## SOURCE TEXT
Coca-Cola announced a deal with Cargo, an in-car merchandising startup, to provide its Smart Water-branded drinks to passengers in Uber and Lyft vehicles in its hometown of Atlanta.
The startup provides ride-hail drivers in target cities with in-car vending machines, where passengers can use an app to purchase all sorts of millennial-focused products, including "hangover cures, trendy Korean face masks and all-natural protein bars."
Sure, Ford Motor Co. may be focused on social innovation in its new nonemergency medical shuttle service. And Uber and Lyft may be constantly tinkering with new budget services to maximize profits. But we forget the real cash cow that ride-hailing and, eventually, self-driving ride-hail vehicles will tap: corporate sponsorships.
Yes, mobility companies are sure to take advantage of advertising just as taxicab companies before them did through exterior ad-wrapping. Product placement, originally a way for brands to cozy up to film and TV stars in an inconspicuous way, is a natural extension of that strategy. One survey of 2,000 commuters found that 40 percent of drivers already order coffee on their way to work and more than half order food.
Mark my words, in a few decades, we'll have a minibar in all our cars stocked with products from whatever corporation pays top dollar.
Of course, the implications for consumer choice and brand weariness should give us pause, but if we have to choose between this and being subjected Clockwork Orange-style to endless 3-D advertising on loop in the car, we'll take the Coke, please.

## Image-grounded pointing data
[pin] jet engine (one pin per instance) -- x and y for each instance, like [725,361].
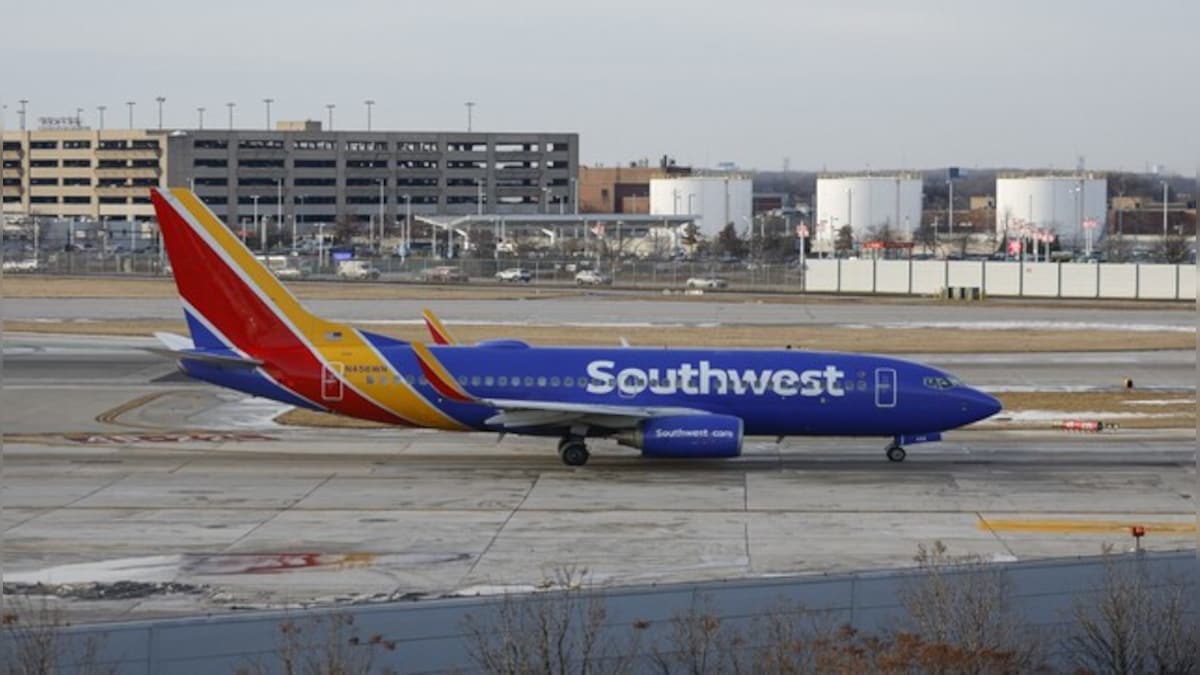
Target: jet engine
[685,436]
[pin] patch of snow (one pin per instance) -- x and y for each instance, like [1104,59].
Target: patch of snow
[147,568]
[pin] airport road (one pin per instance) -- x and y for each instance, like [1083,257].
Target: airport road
[70,362]
[101,487]
[600,309]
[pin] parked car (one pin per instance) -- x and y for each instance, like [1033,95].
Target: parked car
[445,274]
[357,270]
[515,274]
[28,264]
[592,278]
[707,282]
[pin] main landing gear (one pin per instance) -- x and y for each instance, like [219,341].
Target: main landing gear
[574,451]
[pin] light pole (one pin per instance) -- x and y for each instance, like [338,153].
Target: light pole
[382,185]
[262,231]
[297,216]
[279,205]
[408,223]
[1164,208]
[949,208]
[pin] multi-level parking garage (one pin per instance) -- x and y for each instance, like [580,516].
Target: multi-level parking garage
[295,173]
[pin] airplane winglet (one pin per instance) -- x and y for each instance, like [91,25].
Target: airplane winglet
[437,329]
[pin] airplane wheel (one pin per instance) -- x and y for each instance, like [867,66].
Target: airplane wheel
[575,453]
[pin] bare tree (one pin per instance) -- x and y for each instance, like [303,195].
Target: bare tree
[845,240]
[1173,249]
[37,643]
[1117,248]
[323,644]
[700,644]
[1133,622]
[964,603]
[729,243]
[550,633]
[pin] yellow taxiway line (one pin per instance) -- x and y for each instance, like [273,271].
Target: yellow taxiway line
[1085,526]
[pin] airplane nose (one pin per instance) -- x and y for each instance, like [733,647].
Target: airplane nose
[981,405]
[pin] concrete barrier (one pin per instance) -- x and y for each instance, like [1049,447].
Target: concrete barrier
[431,635]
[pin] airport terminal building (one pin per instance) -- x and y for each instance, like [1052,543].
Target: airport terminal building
[298,171]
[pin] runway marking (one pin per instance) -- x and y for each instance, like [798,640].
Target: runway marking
[85,438]
[1084,526]
[112,416]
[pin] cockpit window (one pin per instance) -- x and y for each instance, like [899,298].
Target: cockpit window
[942,382]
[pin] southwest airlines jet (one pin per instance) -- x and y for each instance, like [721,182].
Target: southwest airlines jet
[249,333]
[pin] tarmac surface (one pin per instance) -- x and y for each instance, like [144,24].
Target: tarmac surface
[616,310]
[119,470]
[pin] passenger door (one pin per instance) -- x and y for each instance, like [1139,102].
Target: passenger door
[885,388]
[331,381]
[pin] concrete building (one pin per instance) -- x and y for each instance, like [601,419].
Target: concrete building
[82,173]
[623,190]
[1059,203]
[295,172]
[867,203]
[714,201]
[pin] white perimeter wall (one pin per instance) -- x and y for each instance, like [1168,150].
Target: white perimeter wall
[706,197]
[995,278]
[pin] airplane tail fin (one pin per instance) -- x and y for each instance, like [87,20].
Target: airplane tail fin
[231,299]
[437,329]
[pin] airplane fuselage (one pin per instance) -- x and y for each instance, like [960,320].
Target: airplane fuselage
[775,393]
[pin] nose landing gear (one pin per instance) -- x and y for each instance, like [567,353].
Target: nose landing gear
[573,451]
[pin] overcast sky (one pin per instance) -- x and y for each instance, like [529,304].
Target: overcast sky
[827,83]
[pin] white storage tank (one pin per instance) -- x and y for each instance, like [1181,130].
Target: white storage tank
[1056,203]
[715,199]
[867,203]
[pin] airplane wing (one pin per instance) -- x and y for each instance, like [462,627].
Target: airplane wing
[181,348]
[526,414]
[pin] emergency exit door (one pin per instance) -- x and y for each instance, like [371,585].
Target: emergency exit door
[885,387]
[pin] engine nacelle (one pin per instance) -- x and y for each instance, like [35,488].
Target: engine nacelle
[687,436]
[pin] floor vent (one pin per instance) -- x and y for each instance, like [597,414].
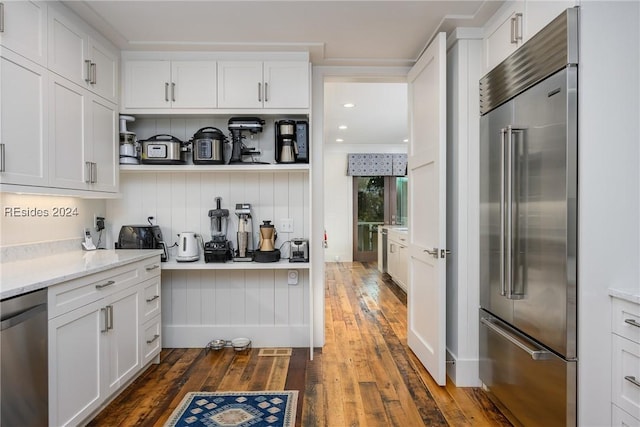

## INSTRUCTIONS FOR THE TASK
Name every company mentioned by name in the article on in-car merchandising above.

## RESULT FOR THIS EXERCISE
Coca-Cola, Cargo, Uber, Lyft, Ford Motor Co.